(Gesammelte Dateneinträge)
******

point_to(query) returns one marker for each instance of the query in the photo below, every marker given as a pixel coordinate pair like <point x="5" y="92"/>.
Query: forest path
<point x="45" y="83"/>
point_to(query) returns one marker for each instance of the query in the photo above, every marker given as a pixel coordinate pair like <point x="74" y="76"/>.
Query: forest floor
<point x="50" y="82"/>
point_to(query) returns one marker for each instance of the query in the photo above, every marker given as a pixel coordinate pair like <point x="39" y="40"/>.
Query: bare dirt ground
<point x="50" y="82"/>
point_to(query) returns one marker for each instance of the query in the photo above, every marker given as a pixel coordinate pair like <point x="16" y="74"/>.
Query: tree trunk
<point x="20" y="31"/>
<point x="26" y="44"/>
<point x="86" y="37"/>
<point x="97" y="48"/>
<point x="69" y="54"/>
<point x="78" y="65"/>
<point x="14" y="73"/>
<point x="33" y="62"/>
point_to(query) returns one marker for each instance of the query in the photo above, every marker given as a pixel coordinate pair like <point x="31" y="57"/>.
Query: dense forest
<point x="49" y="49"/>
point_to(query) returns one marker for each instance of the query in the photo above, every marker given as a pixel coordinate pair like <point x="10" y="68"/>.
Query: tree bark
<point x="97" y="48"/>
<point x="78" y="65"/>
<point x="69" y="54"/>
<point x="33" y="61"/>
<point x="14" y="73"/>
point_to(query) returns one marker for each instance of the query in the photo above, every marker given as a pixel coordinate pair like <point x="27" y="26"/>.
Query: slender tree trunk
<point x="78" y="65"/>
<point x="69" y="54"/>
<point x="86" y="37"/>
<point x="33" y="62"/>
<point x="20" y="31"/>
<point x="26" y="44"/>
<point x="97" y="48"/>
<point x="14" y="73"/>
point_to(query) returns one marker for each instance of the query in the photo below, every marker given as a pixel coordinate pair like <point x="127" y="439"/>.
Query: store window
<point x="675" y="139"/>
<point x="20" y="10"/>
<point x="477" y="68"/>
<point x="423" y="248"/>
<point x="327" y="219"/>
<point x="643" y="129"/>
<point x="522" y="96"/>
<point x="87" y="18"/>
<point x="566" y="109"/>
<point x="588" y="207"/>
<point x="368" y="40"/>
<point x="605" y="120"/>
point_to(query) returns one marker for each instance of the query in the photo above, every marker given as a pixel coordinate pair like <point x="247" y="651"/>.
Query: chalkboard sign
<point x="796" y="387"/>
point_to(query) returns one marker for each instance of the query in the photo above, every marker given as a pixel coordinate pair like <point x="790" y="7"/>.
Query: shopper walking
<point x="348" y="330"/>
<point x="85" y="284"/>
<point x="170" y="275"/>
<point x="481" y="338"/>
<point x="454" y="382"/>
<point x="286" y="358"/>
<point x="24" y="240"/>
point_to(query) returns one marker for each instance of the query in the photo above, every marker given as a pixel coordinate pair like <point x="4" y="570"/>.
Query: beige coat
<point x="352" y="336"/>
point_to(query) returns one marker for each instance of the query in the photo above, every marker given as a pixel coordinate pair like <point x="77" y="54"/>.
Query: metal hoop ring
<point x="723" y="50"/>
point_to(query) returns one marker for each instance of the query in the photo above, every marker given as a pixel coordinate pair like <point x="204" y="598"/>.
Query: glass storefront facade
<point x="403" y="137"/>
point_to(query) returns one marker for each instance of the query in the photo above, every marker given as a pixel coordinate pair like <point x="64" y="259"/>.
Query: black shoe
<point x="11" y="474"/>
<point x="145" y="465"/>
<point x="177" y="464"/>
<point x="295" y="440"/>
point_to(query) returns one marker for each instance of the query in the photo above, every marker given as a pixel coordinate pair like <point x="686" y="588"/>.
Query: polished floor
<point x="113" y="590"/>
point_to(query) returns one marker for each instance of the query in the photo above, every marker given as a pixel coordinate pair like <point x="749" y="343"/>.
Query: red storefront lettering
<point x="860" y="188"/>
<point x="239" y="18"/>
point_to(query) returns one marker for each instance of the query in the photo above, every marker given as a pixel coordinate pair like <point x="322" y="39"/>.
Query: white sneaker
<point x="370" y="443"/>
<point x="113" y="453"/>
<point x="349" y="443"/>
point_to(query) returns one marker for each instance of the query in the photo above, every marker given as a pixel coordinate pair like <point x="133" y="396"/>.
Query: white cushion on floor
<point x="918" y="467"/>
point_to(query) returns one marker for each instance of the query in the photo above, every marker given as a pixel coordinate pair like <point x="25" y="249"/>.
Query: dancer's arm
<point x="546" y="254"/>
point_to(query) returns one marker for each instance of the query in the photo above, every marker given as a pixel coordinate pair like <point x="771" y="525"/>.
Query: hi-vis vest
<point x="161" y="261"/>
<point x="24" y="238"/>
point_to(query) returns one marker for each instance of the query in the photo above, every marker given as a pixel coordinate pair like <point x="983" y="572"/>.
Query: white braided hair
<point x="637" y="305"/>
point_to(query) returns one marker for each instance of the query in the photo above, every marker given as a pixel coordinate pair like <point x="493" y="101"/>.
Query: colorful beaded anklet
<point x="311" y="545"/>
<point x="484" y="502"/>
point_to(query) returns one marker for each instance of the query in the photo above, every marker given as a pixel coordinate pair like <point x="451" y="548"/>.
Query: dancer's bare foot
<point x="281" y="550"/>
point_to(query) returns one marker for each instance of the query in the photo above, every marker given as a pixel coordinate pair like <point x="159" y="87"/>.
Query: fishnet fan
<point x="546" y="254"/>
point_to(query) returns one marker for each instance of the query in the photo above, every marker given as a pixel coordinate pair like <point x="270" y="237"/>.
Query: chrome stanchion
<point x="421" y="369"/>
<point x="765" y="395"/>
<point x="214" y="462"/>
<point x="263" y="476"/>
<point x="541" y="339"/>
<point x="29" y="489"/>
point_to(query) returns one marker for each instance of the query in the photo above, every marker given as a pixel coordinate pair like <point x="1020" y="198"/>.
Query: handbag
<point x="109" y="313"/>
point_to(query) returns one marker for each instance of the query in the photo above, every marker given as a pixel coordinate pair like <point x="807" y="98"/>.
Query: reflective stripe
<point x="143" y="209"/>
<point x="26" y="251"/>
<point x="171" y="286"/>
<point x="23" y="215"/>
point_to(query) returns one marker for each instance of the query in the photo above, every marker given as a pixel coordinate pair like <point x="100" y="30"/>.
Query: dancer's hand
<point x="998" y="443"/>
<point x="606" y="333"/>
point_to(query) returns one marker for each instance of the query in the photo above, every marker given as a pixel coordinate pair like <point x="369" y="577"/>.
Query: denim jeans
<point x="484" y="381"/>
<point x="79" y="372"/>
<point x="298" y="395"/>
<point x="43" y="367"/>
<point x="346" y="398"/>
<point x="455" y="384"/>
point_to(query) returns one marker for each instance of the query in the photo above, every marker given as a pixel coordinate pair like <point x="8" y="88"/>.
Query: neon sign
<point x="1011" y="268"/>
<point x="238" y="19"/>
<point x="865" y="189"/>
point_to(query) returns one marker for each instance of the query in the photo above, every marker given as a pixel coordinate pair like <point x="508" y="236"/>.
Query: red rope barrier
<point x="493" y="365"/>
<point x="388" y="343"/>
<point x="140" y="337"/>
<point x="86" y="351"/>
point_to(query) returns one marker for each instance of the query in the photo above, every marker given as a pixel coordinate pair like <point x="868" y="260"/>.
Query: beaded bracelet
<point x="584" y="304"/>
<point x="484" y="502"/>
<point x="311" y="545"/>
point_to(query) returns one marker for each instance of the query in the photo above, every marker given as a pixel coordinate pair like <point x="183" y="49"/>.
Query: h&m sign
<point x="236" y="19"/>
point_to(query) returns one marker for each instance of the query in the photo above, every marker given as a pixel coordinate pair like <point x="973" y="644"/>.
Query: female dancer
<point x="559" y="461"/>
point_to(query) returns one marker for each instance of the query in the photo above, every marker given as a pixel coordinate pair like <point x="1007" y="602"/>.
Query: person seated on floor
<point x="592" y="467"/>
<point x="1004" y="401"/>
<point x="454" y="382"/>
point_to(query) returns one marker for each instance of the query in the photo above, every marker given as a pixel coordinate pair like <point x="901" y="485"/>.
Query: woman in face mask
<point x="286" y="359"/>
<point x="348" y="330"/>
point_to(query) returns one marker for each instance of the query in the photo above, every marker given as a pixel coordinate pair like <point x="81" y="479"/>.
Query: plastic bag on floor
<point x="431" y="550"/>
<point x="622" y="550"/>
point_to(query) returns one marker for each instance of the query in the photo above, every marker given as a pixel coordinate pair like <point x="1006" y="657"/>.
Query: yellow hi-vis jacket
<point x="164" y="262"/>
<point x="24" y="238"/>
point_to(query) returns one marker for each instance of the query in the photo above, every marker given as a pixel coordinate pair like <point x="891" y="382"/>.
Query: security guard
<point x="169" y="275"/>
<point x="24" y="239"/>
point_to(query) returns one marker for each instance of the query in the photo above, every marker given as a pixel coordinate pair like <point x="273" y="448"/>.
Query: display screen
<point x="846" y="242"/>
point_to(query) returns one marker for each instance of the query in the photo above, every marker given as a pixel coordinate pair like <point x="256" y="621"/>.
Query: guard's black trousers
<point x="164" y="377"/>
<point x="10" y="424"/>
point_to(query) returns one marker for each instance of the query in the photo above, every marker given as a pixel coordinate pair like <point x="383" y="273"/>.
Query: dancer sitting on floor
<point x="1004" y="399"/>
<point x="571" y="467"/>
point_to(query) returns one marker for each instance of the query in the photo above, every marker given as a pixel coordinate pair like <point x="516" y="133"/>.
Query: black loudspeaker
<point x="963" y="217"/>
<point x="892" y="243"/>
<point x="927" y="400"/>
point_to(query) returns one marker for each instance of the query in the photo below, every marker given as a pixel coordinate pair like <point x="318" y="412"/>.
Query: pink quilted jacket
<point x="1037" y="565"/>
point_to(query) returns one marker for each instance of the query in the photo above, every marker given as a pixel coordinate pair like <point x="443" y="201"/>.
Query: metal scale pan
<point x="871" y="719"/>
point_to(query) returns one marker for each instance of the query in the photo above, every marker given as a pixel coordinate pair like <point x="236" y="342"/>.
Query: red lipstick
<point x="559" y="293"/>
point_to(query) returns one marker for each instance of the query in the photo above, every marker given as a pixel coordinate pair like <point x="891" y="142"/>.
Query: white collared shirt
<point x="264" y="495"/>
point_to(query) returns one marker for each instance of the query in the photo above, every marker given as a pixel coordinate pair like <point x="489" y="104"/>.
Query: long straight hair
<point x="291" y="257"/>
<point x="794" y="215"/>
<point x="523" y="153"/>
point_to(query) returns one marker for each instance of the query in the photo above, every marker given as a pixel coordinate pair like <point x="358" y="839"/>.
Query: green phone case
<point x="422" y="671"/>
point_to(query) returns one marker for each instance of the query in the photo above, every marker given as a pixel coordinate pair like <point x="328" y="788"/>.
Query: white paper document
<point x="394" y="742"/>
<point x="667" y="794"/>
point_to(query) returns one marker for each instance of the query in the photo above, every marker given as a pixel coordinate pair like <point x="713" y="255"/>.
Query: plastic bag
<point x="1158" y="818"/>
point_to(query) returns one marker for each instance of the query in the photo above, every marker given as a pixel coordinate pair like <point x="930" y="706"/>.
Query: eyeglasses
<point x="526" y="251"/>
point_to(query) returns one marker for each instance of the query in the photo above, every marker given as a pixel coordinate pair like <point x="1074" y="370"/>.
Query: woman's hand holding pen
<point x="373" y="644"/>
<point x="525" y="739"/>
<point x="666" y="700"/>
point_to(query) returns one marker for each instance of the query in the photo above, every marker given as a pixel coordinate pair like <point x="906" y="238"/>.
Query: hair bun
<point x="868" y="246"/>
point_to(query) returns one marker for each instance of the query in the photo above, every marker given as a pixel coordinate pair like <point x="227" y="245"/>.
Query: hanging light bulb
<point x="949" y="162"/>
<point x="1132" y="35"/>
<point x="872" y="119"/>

******

* **AUFGABENSTELLUNG**
Welche Zeilen der Einträge oben enthalten das Wort „metal“? Liste jede dieser Zeilen vollständig und unverändert auf.

* **ERGEBNIS**
Query: metal hoop ring
Query: metal scale pan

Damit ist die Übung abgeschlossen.